[Stored data]
▼

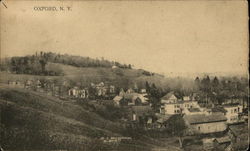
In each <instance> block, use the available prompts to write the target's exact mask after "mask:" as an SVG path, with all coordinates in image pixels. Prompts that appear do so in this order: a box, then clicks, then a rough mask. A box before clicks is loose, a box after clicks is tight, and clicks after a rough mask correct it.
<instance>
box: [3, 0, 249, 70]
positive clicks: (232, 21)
mask: <svg viewBox="0 0 250 151" xmlns="http://www.w3.org/2000/svg"><path fill="white" fill-rule="evenodd" d="M5 5H6V6H7V8H5V7H4V6H3V5H2V4H1V57H6V56H8V57H10V56H21V55H27V54H33V53H34V52H36V51H51V52H57V53H62V54H64V53H67V54H72V55H81V56H89V57H92V58H100V57H104V58H105V59H108V60H115V61H119V62H121V63H128V64H133V65H134V66H135V68H143V69H146V70H150V71H153V72H158V73H172V74H179V73H184V74H190V73H214V72H222V73H236V74H246V73H247V72H248V71H247V70H248V46H249V43H248V42H249V38H248V28H247V27H248V12H247V2H246V1H240V0H239V1H84V2H82V1H64V2H62V1H35V2H33V1H21V2H20V1H8V0H6V1H5ZM43 6H44V7H57V8H58V7H67V6H69V7H71V11H36V10H34V7H43Z"/></svg>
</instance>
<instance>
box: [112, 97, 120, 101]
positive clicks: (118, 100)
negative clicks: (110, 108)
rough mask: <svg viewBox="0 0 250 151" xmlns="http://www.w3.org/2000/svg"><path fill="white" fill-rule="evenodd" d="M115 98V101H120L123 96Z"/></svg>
mask: <svg viewBox="0 0 250 151" xmlns="http://www.w3.org/2000/svg"><path fill="white" fill-rule="evenodd" d="M113 100H114V101H120V100H122V97H121V96H115V97H114V98H113Z"/></svg>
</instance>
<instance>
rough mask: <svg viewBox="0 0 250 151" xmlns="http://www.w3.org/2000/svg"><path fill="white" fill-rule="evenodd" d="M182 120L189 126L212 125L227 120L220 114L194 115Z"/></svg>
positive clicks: (186, 117)
mask: <svg viewBox="0 0 250 151" xmlns="http://www.w3.org/2000/svg"><path fill="white" fill-rule="evenodd" d="M184 119H185V120H186V121H188V123H190V124H200V123H212V122H221V121H226V120H227V118H226V117H225V116H224V115H223V114H221V113H214V114H210V115H205V114H196V115H185V116H184Z"/></svg>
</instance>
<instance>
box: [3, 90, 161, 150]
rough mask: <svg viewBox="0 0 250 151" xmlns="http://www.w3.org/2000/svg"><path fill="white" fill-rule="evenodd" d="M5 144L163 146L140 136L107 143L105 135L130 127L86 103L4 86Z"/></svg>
mask: <svg viewBox="0 0 250 151" xmlns="http://www.w3.org/2000/svg"><path fill="white" fill-rule="evenodd" d="M0 109H1V111H0V113H1V122H0V124H1V146H2V147H3V148H5V149H12V150H13V149H21V150H24V149H81V150H87V151H89V150H97V149H100V148H101V150H105V147H106V148H108V150H112V149H114V150H117V149H118V148H119V150H134V148H135V146H134V145H136V148H137V150H140V149H141V150H145V149H146V148H147V149H150V148H152V147H155V146H156V145H157V146H159V145H162V144H161V143H160V142H158V141H156V140H152V139H149V138H147V137H146V136H140V137H141V139H139V140H134V141H133V144H134V145H131V144H129V145H128V144H120V145H118V146H117V145H116V146H115V148H114V146H107V145H105V144H103V143H102V142H101V141H100V140H99V139H98V138H100V137H101V136H123V134H124V135H125V136H126V134H127V130H126V129H125V128H124V127H123V126H122V124H120V123H118V122H112V121H110V120H108V119H104V118H102V117H100V116H99V115H98V114H96V113H94V112H92V111H89V110H88V109H87V108H86V106H85V107H84V104H81V105H80V104H79V103H77V102H73V101H71V100H64V101H63V100H60V99H58V98H55V97H51V96H43V95H42V94H40V93H37V92H31V91H26V90H23V89H18V88H8V87H7V86H4V85H1V86H0Z"/></svg>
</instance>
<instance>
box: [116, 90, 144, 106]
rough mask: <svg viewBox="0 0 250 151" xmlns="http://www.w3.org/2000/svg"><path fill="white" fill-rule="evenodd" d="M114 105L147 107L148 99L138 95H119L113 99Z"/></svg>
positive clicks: (121, 94)
mask: <svg viewBox="0 0 250 151" xmlns="http://www.w3.org/2000/svg"><path fill="white" fill-rule="evenodd" d="M113 101H114V102H115V104H116V105H122V106H134V105H148V104H149V103H148V98H146V97H144V96H143V95H142V94H139V93H120V94H119V95H117V96H115V97H114V98H113Z"/></svg>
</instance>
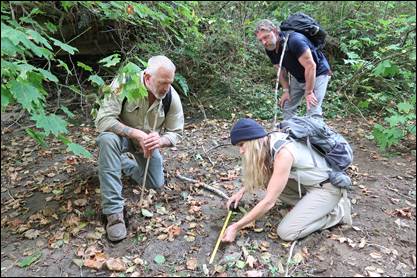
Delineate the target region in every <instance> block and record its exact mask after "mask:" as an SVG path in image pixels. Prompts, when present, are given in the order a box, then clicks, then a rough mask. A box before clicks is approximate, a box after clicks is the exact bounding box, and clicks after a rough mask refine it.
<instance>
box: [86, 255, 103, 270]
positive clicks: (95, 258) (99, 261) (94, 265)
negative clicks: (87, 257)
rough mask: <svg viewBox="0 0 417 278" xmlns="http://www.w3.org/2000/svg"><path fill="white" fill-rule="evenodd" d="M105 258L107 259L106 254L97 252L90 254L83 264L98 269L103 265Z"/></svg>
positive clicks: (102, 266)
mask: <svg viewBox="0 0 417 278" xmlns="http://www.w3.org/2000/svg"><path fill="white" fill-rule="evenodd" d="M106 260H107V256H106V255H105V254H104V253H102V252H98V253H96V254H95V255H93V256H91V257H90V258H87V259H86V260H85V261H84V266H85V267H89V268H94V269H97V270H100V269H101V268H102V267H103V265H104V263H105V262H106Z"/></svg>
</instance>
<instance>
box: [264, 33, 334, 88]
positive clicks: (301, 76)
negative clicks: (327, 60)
mask: <svg viewBox="0 0 417 278" xmlns="http://www.w3.org/2000/svg"><path fill="white" fill-rule="evenodd" d="M285 35H286V32H281V33H280V40H281V42H283V41H284V39H285ZM282 48H283V44H282V43H280V47H279V49H278V51H277V50H276V49H275V50H272V51H269V50H267V49H265V51H266V54H267V55H268V56H269V59H270V60H271V62H272V64H274V65H279V60H280V59H281V53H282ZM307 48H310V50H311V54H312V56H313V60H314V62H315V63H316V76H319V75H323V74H328V72H329V71H330V65H329V62H327V59H326V57H325V56H324V54H323V53H322V52H321V51H320V50H317V48H316V47H315V46H314V45H313V43H312V42H311V41H310V40H309V39H308V38H307V37H306V36H304V35H303V34H301V33H297V32H292V33H291V34H290V36H289V38H288V43H287V48H286V50H285V55H284V59H283V60H282V67H284V68H285V69H286V70H287V71H288V72H289V73H290V74H291V75H292V76H294V77H295V78H296V79H297V81H298V82H301V83H305V78H304V67H303V66H302V65H301V64H300V62H298V58H300V56H301V55H302V54H303V53H304V52H305V51H306V50H307Z"/></svg>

▲

__WHAT THE TASK REQUIRES__.
Quote only what lies between the first line of the records and the line containing "120L189 126L212 125L227", please, including both lines and excluding images.

__RESPONSE BELOW__.
In each <instance> block, use the available prompts to write the target's exact mask after "mask:" as an SVG path, with all coordinates in image pixels. Prompts that appear do so in this order: a box, then clicks, then a rough mask. A box before clicks is loose, a box after clicks is tight, and clicks after a rough mask correct it.
<instance>
box: [3, 0, 249, 70]
positive clicks: (232, 21)
mask: <svg viewBox="0 0 250 151" xmlns="http://www.w3.org/2000/svg"><path fill="white" fill-rule="evenodd" d="M5 5H6V6H7V8H5V7H4V6H3V5H2V4H1V57H6V56H8V57H10V56H21V55H27V54H33V53H34V52H36V51H51V52H57V53H62V54H64V53H67V54H72V55H81V56H89V57H92V58H100V57H104V58H105V59H108V60H115V61H119V62H121V63H128V64H133V65H134V66H135V68H143V69H146V70H150V71H153V72H158V73H172V74H179V73H184V74H190V73H214V72H222V73H236V74H246V73H247V72H248V71H247V70H248V46H249V43H248V42H249V38H248V28H247V27H248V12H247V2H246V1H240V0H239V1H84V2H82V1H64V2H62V1H35V2H33V1H21V2H20V1H8V0H6V1H5ZM43 6H44V7H57V8H58V7H67V6H69V7H71V11H36V10H34V7H43Z"/></svg>
</instance>
<instance>
box: [112, 97, 120, 101]
positive clicks: (118, 100)
negative clicks: (110, 108)
rough mask: <svg viewBox="0 0 250 151" xmlns="http://www.w3.org/2000/svg"><path fill="white" fill-rule="evenodd" d="M115 98V101H120L123 96Z"/></svg>
mask: <svg viewBox="0 0 250 151" xmlns="http://www.w3.org/2000/svg"><path fill="white" fill-rule="evenodd" d="M113 100H114V101H120V100H122V97H121V96H115V97H114V98H113Z"/></svg>
</instance>
<instance>
rough mask: <svg viewBox="0 0 250 151" xmlns="http://www.w3.org/2000/svg"><path fill="white" fill-rule="evenodd" d="M182 120L189 126L212 125L227 120L220 114L194 115Z"/></svg>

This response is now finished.